Metallo-Polyelectrolyte-Based Robust Anion Exchange Membranes via Acetalation of a Commodity Polymer

Metallo-polyelectrolytes have been demonstrated to be promising candidates for anion exchange membranes (AEMs) due to their excellent alkaline stability. Here, cobaltocenium-containing metallo-polyelectrolyte-based AEMs with good chemical stability and dimensional stability were prepared through facile acetalation of a commodity polymer, poly(vinyl alcohol). The AEM crosslinked with 1 wt % glutaraldehyde (GA) exhibits a comparable hydroxide conductivity of 72 mS/cm at 80 °C and enhanced alkaline stability in 1 M NaOH at 80 °C (maintained 86.3% of initial hydroxide conductivity after 1000 h). The dimensional stability of these AEMs can be tuned through acetalation crosslinking with GA, and the swelling ratio of 1% GA was 17.8% and the gel fraction was 90.5%. The H2/O2 single cell using 1% GA AEM (50 μm, Fumion ionomer) showed a maximum power density of 120 mW/cm2 at 60 °C without backpressure. This work provides a facile method for the preparation of stable metallo-polyelectrolyte-based alkaline membrane fuel cells.

- **Material provided**:
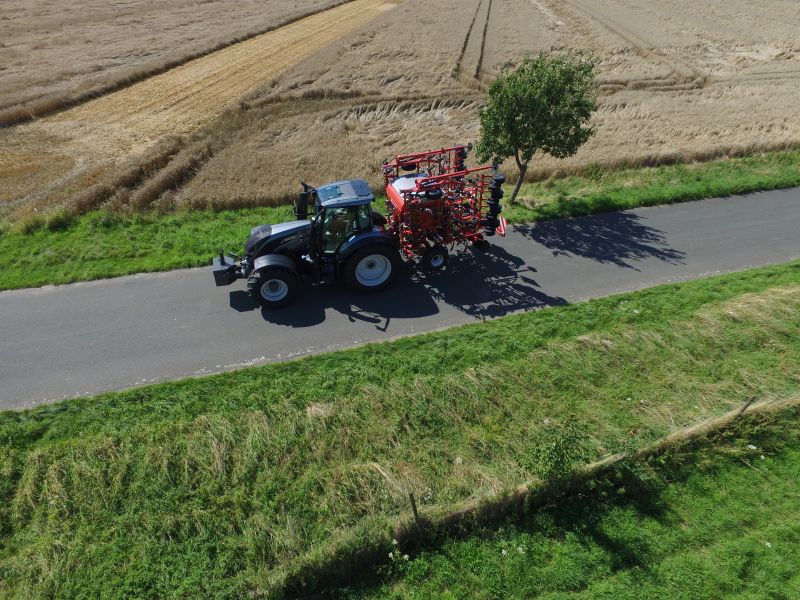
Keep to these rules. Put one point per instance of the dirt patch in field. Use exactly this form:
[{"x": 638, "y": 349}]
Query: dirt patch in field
[
  {"x": 111, "y": 128},
  {"x": 54, "y": 51},
  {"x": 335, "y": 94},
  {"x": 23, "y": 174},
  {"x": 185, "y": 98}
]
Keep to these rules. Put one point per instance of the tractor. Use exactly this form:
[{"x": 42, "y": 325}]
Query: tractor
[{"x": 433, "y": 202}]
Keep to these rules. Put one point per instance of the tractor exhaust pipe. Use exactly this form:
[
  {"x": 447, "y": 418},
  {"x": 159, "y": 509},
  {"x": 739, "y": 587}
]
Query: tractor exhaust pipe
[{"x": 301, "y": 204}]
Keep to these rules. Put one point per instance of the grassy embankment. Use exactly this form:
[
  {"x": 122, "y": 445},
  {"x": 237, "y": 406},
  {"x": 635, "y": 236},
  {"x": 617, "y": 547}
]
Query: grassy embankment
[
  {"x": 247, "y": 481},
  {"x": 721, "y": 520},
  {"x": 66, "y": 249}
]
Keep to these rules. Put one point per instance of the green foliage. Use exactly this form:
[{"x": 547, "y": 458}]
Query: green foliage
[
  {"x": 542, "y": 105},
  {"x": 222, "y": 486},
  {"x": 559, "y": 448},
  {"x": 724, "y": 523}
]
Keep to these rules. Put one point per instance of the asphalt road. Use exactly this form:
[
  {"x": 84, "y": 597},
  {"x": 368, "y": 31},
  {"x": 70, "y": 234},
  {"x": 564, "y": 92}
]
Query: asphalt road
[{"x": 86, "y": 338}]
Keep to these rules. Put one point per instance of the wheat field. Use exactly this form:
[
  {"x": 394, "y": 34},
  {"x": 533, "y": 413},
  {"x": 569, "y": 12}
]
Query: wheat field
[{"x": 334, "y": 96}]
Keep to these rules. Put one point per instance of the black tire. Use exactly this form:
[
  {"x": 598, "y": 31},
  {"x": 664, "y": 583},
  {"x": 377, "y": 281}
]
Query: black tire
[
  {"x": 435, "y": 258},
  {"x": 273, "y": 287},
  {"x": 371, "y": 269},
  {"x": 482, "y": 245}
]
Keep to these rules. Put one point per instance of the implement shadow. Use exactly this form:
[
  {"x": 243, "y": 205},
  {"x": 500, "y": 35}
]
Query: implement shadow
[
  {"x": 619, "y": 238},
  {"x": 486, "y": 285}
]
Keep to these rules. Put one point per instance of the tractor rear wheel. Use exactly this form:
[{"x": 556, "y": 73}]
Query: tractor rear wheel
[
  {"x": 435, "y": 258},
  {"x": 273, "y": 287},
  {"x": 371, "y": 269}
]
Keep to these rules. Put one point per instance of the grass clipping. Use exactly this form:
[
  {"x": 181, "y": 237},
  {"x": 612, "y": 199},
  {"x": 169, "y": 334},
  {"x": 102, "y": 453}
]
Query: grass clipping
[{"x": 253, "y": 501}]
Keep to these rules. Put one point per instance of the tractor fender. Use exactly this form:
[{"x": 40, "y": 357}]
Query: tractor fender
[
  {"x": 367, "y": 238},
  {"x": 274, "y": 260}
]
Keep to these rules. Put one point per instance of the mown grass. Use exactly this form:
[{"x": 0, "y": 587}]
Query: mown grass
[
  {"x": 248, "y": 481},
  {"x": 717, "y": 520},
  {"x": 62, "y": 248}
]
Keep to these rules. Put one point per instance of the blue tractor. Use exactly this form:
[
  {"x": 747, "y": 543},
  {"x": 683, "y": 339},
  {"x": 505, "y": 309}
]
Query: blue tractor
[{"x": 344, "y": 240}]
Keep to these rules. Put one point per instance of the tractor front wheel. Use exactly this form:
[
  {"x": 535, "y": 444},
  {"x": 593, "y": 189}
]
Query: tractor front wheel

- **What the exercise asks**: From the abstract on metallo-polyelectrolyte membranes, list every measured result it gives for the membrane crosslinked with 1% glutaraldehyde or for the fuel cell built with it. Give each result with its value.

- **Result of the exercise**:
- Hydroxide conductivity: 72 mS/cm at 80 °C
- Alkaline stability: 86.3% of initial hydroxide conductivity kept after 1000 h in 1 M NaOH at 80 °C
- Swelling ratio: 17.8%
- Gel fraction: 90.5%
- Maximum power density of the H2/O2 single cell: 120 mW/cm2 at 60 °C without backpressure